• YOUR TASK
Reproduce each of the records below word for word, keeping every line as it appears.

• AVAILABLE DATA

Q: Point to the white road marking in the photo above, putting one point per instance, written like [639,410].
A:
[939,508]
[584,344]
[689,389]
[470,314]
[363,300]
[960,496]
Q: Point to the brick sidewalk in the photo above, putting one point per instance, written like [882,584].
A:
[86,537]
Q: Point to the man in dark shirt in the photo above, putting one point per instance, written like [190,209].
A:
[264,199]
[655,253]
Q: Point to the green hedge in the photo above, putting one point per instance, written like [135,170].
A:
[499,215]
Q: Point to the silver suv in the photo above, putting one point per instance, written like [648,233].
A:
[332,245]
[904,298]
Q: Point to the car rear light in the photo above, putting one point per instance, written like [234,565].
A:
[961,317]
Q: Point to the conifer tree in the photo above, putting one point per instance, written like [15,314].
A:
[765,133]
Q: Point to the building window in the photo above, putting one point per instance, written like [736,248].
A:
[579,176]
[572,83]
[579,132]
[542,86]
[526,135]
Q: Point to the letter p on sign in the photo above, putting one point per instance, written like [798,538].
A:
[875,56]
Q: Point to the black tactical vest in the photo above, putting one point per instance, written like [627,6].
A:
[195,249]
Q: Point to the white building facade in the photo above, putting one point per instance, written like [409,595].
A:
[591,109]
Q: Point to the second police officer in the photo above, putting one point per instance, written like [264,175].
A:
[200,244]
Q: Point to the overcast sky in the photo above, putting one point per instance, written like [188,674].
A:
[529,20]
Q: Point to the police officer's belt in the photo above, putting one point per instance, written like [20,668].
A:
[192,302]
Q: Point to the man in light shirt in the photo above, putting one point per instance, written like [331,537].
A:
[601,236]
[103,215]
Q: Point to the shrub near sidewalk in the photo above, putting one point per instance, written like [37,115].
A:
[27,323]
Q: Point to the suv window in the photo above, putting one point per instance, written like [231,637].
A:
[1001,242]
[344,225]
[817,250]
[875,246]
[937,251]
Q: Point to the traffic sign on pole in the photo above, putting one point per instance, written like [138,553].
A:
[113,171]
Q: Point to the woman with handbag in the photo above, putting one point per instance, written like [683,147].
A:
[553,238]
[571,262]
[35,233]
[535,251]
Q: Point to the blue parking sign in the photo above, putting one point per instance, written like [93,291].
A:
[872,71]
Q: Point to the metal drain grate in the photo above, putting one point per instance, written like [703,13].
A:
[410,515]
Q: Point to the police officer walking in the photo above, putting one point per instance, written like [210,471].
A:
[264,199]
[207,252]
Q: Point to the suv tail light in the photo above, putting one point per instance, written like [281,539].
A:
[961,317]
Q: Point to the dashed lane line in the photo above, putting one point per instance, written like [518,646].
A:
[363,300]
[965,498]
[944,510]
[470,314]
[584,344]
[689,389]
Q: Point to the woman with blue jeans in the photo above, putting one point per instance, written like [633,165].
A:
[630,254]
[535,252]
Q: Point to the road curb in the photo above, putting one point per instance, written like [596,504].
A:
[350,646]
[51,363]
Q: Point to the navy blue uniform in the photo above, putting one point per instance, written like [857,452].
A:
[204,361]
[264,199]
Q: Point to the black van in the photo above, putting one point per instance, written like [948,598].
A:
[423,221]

• EXERCISE ANSWER
Q: Point to the white road marking in the photo above, putting one point per instance, written like [639,410].
A:
[939,508]
[584,344]
[689,389]
[470,314]
[363,300]
[960,496]
Q: Point to the brick sidewalk in the photo above, putting one point per instance, written like [882,584].
A:
[86,537]
Q: Point to the man in dark shirt in the photo above, putting one point per instance, written like [190,209].
A:
[264,199]
[655,253]
Q: Point to the green hedge in the photo above, putting one point per instance, written like [135,170].
A:
[499,215]
Q: Point to the silver suv in the photo above, putting one point per instance, written like [648,233].
A:
[332,245]
[904,298]
Q: Point to the car rear light in the photo above, putting one point per instance, written like [234,565].
A:
[961,317]
Q: Point to the conifer tree in the photo above, putting one point per instance, written like [15,314].
A:
[765,133]
Q: Point to the building window in the photo above, putting one point per instance, written like [736,248].
A:
[579,176]
[572,83]
[579,132]
[542,86]
[526,135]
Q: Point to the letter p on sign in the photo above, putting one point per instance, written like [798,538].
A:
[875,56]
Q: Point to the black tactical vest in the photo above, putting one point per instance, written like [627,6].
A:
[195,249]
Q: Point to the white building facade in the photo above, putting one point per instance, written like [409,595].
A:
[591,109]
Q: Point to the second police officer in the photo above, putting one point per instance, written like [264,175].
A:
[200,244]
Q: Point to the overcast sky in the photo above, putting one point per instance, written like [188,674].
A:
[529,20]
Q: Point to the police officer's belt in the photo above, putting one point per instance, written like [20,668].
A:
[192,302]
Q: Point to the man in light shirt in the photo above, putting one point per instance, written like [331,537].
A:
[601,236]
[103,215]
Q: Point to the shrub near sidewalk in the photo above, putting one point per instance, written like [37,115].
A:
[27,323]
Q: Point to the suv window in the photo above, putting one point per instance, written like [231,637].
A:
[1001,242]
[344,225]
[817,250]
[875,246]
[937,251]
Q: Point to the traffic sign on pole in the photo above, putting one point per instance, written like [138,553].
A:
[113,171]
Q: Point to the woman with handbag in the photo above, putting one point per instance, written like [683,147].
A:
[553,238]
[571,262]
[35,233]
[535,251]
Q: Point to the blue parking sign in the photo above, putting one point per instance, written like [93,291].
A:
[872,71]
Q: Point to the metal drain grate in the photo above, putting one point per instance, written like [703,13].
A:
[410,515]
Q: Point to the police officer walking in the photo above, putting one point per instance, written like [210,471].
A:
[264,199]
[207,252]
Q: Point to the suv tail light in the photo above, putting one point per instance, written like [281,539].
A:
[961,317]
Q: Point to the dashed lane line in the photo above, putting one point per instance, written like [518,646].
A:
[363,300]
[965,498]
[944,510]
[470,314]
[584,344]
[689,389]
Q: Point to the woman with blue jeans in the photo above, putting one point per instance, written like [633,165].
A:
[630,254]
[535,252]
Q: Point to the road curb in the photo above, putting one point per instance, written like [596,504].
A:
[350,646]
[51,363]
Q: Point to the navy blue uniform in the photo above, putting one point per instance, written like [857,452].
A:
[204,361]
[264,199]
Q: Point to the black van in the photo above, putting one point per instance, written like [948,598].
A:
[423,221]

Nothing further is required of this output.